START DATA FOR THIS TASK

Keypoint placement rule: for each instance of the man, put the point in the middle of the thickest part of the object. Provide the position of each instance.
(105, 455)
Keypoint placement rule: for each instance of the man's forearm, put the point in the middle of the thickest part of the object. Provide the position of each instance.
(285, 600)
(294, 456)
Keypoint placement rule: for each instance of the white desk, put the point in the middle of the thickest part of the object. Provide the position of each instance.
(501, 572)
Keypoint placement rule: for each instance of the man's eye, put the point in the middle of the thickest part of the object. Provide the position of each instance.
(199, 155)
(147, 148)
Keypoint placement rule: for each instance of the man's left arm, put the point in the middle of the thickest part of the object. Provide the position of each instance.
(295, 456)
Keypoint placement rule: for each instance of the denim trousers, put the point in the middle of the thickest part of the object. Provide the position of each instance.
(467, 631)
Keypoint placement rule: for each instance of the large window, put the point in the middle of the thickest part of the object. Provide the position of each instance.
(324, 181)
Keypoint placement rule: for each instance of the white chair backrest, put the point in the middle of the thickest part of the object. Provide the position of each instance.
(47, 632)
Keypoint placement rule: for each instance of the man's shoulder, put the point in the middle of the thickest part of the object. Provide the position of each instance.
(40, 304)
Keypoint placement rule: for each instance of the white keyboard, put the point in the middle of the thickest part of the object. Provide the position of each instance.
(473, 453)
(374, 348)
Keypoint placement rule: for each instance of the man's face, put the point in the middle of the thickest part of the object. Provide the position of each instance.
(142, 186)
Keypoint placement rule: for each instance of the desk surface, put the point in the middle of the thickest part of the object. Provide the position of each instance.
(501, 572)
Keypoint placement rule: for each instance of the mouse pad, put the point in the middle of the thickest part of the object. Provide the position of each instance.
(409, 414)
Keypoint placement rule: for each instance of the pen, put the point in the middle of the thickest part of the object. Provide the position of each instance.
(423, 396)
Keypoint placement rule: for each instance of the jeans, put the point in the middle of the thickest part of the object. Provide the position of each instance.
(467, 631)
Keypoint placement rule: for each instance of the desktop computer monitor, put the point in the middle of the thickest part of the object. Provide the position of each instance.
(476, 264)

END DATA FOR THIS TASK

• _ASSIGNMENT_
The whole listing above is to be output exactly.

• _SOLUTION_
Keypoint placement rule: for each instance of the man, put the point in the middle of the thickest part of the object. Provide the position of each instance.
(105, 455)
Keypoint placement rule: for each instance of the man's forearm, put the point in the middle of the thickest part of the object. Provide the position of each instance.
(285, 600)
(294, 456)
Keypoint placement rule: for each instance of the white desk, put the point in the middle of the thickest part of the object. Provide the position of each instance.
(501, 572)
Keypoint placement rule: for each instance of the man's eye, put the point in the middle of the thickest part of the object. Provide the position of each instance.
(199, 155)
(147, 148)
Keypoint placement rule: for each instance of the man's left arm, put the point in the middle of the thickest part of the object. Provide the position of each instance.
(295, 456)
Keypoint placement rule: for each instance of the denim trousers, put the point in the middle of the thickest part of the object. Provide the position of each instance.
(467, 631)
Keypoint placement rule: for each instance of the large window, put the point in the middle of the thickest part of the object. Provide the position of each instance.
(324, 181)
Keypoint placement rule: for each instance of the white chair backrest, put the point in the middle of the thickest part of the object. Provide the position of each instance.
(47, 632)
Keypoint placement rule: for each instance of the man's shoulder, put the point in the middle of the thickest part of the object. Provide the position of each instance.
(40, 304)
Keypoint placement rule: for each instance of the white keyboard, put the point in the middle of the thickest part of the object. Provide the position of each instance.
(473, 453)
(374, 348)
Keypoint placement rule: for each instance of the man's face, put the point in the middle of the thickest part of the object. Provide the position of each instance.
(142, 186)
Keypoint placement rule: for each instance of the desk surface, put the point in the middle of the thickest part of the object. Provide the position of each instance.
(501, 572)
Keypoint placement rule: for each instance of the mouse pad, put the point in the middle of the thickest part of the object. Provide the position of each instance.
(409, 414)
Keypoint placement rule: for each instance of the pen, put the point in the middle of the thickest part of the object. Provide the position of each instance.
(423, 396)
Keypoint placement rule: for each instance of the jeans, put the point in the middle of the thickest part of the object. Provide the position of each instance.
(467, 631)
Keypoint placement rule: for each instance of the desktop computer monitor, put the point in the middle of the thickest part of the object. Provide the position of each instance.
(476, 264)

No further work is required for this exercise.